Exercise input:
────────
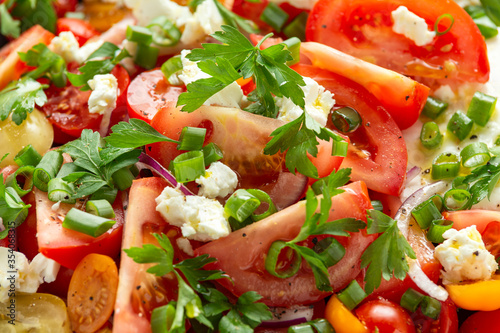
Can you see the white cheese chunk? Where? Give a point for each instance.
(198, 217)
(219, 181)
(464, 256)
(411, 26)
(318, 101)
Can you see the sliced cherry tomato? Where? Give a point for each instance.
(82, 30)
(92, 293)
(377, 154)
(385, 316)
(11, 66)
(148, 93)
(66, 246)
(251, 244)
(364, 29)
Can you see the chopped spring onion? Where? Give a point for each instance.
(47, 169)
(189, 166)
(285, 268)
(438, 21)
(475, 154)
(86, 223)
(211, 153)
(446, 165)
(100, 208)
(346, 119)
(436, 230)
(425, 213)
(352, 295)
(434, 107)
(430, 135)
(191, 138)
(27, 156)
(481, 108)
(460, 125)
(274, 16)
(60, 190)
(21, 180)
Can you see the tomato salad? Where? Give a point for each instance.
(269, 166)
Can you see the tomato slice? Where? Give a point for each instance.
(92, 293)
(66, 246)
(364, 29)
(251, 244)
(148, 93)
(378, 153)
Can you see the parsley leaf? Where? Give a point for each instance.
(386, 256)
(19, 98)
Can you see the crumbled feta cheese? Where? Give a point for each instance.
(198, 217)
(318, 100)
(17, 275)
(66, 46)
(411, 26)
(464, 256)
(230, 96)
(219, 181)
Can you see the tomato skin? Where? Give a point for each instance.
(149, 92)
(82, 30)
(364, 29)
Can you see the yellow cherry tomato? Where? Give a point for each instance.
(478, 296)
(342, 320)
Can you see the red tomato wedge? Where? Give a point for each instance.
(363, 28)
(378, 153)
(241, 254)
(401, 96)
(66, 246)
(11, 66)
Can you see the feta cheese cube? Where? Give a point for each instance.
(219, 181)
(464, 256)
(318, 101)
(411, 26)
(198, 217)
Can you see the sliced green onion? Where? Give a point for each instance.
(21, 180)
(293, 45)
(211, 153)
(481, 108)
(284, 268)
(446, 165)
(352, 295)
(430, 307)
(189, 166)
(297, 28)
(460, 125)
(100, 208)
(430, 135)
(456, 199)
(140, 35)
(475, 154)
(60, 190)
(123, 178)
(411, 299)
(86, 223)
(425, 213)
(346, 119)
(330, 251)
(434, 107)
(47, 169)
(27, 156)
(274, 16)
(438, 21)
(436, 230)
(191, 138)
(146, 56)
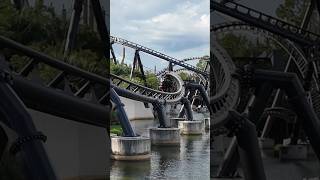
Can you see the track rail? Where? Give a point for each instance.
(227, 88)
(156, 54)
(292, 49)
(90, 87)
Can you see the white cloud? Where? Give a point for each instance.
(178, 28)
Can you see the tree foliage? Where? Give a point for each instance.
(292, 11)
────────
What to produce: Convert the data from the line containing "Can you see the sliced green" through the end of the data, both ends included, into a numbered list with no blank lines, and leave out the pictures.

Exercise output:
1. Can you see the sliced green onion? Where? Give a point for each instance.
2. (21, 180)
3. (293, 45)
4. (211, 153)
5. (481, 108)
6. (284, 268)
7. (446, 165)
8. (352, 295)
9. (430, 307)
10. (189, 166)
11. (297, 28)
12. (460, 125)
13. (100, 208)
14. (430, 135)
15. (456, 199)
16. (140, 35)
17. (475, 154)
18. (60, 190)
19. (123, 178)
20. (411, 299)
21. (86, 223)
22. (425, 213)
23. (346, 119)
24. (330, 251)
25. (434, 107)
26. (47, 169)
27. (27, 156)
28. (274, 16)
29. (438, 21)
30. (436, 230)
31. (191, 138)
32. (146, 56)
33. Can you see the track rail? Where? Give a point for each instance.
34. (227, 88)
35. (156, 54)
36. (292, 49)
37. (90, 87)
38. Can you see the white cloud? Where? Give a point for each instance.
39. (178, 28)
40. Can you see the tree foliage? Where? Give a point for each instance.
41. (292, 11)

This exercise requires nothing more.